Start of Data supplied

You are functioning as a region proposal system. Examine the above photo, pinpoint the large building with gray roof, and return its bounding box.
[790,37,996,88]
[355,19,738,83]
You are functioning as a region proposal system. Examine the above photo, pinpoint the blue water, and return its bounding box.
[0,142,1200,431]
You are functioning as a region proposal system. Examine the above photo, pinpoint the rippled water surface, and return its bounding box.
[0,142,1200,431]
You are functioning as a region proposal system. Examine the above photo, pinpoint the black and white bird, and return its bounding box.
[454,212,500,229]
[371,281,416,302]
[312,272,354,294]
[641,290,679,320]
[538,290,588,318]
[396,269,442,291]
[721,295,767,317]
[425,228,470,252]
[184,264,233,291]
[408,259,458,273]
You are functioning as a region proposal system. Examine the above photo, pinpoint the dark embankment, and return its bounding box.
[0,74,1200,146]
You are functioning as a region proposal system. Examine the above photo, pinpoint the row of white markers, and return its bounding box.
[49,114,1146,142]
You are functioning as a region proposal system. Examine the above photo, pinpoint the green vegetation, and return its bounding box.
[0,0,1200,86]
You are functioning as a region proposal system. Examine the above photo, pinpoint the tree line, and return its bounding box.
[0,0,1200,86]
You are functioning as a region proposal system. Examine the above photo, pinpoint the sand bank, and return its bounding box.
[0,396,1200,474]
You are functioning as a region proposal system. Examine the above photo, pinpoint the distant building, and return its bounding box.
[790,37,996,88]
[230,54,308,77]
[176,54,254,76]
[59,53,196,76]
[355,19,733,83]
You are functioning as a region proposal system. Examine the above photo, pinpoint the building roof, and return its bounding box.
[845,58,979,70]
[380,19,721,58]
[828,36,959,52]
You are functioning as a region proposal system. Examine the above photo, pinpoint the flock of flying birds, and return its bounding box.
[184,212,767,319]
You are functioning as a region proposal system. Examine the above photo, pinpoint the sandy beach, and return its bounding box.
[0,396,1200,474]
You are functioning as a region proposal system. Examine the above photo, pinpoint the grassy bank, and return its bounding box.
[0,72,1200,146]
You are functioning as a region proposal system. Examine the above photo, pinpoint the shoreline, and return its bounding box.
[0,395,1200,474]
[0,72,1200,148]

End of Data supplied

Exercise task:
Return every item above word for word, without changing anything.

Full response:
You are functioning as a region proposal system. Examine the above photo, pinpoint the large building with gray roof, and return its bounding box.
[790,37,996,88]
[355,19,738,83]
You are functioning as a region proposal system. Examine the above photo, pinpoint the blue water, and return its bounding box.
[0,142,1200,431]
You are functioning as a region proposal system. Examine the above photo, pinpoint the rippled water surface, and return its bounding box.
[0,142,1200,431]
You are functioning as a region proposal system. Examine the above photo, pinpoint the black and white bird, and return its bounding box.
[454,212,500,229]
[371,281,416,302]
[312,272,354,294]
[641,290,679,320]
[538,290,588,318]
[396,269,442,291]
[721,295,767,317]
[425,228,470,252]
[184,264,233,291]
[408,259,458,273]
You are functioning as a region proposal system. Examine the above photo, pinpoint the dark embankment, and return its bounding box.
[0,74,1200,146]
You are functioning as a region proposal system. Examine the above photo, pinpoint the row of white markers, and return its bounding box.
[49,114,1146,142]
You are functioning as a region proposal system. Examine the above photo, pinpoint the green vegetation, and return its bounding box.
[0,0,1200,86]
You are functioning as a region proposal system. Examine the above photo, pinpoint the tree line, and return its bounding box.
[0,0,1200,86]
You are functioning as a region proposal system. Examine the above photo, pinpoint the sand bank, and return its bounding box.
[0,396,1200,474]
You are functioning as a region proposal system. Examine the above photo, pinpoint the distant building, and return its bounding box.
[790,37,996,88]
[230,54,308,77]
[176,54,254,76]
[59,53,196,76]
[355,19,733,83]
You are functioning as a region proposal system. Examine the above photo, pinpoint the building roof, and return its bounding box.
[845,58,979,70]
[380,19,721,58]
[828,36,959,52]
You are functioning as a region proposal system. Examine the above photo, pinpoint the flock of flying birds, and return its bounding box.
[184,212,767,319]
You are functioning as a region proposal system. Examine the above photo, pinpoint the sandy beach, and return its bounding box.
[0,396,1200,474]
You are functioning as a region proposal system. Examine the above photo, pinpoint the grassy bank, and return its bounding box.
[0,72,1200,146]
You are functioning as a region proposal system. Examine the above photo, pinpoint the shoreline, and return its bounding box.
[0,395,1200,474]
[0,72,1200,148]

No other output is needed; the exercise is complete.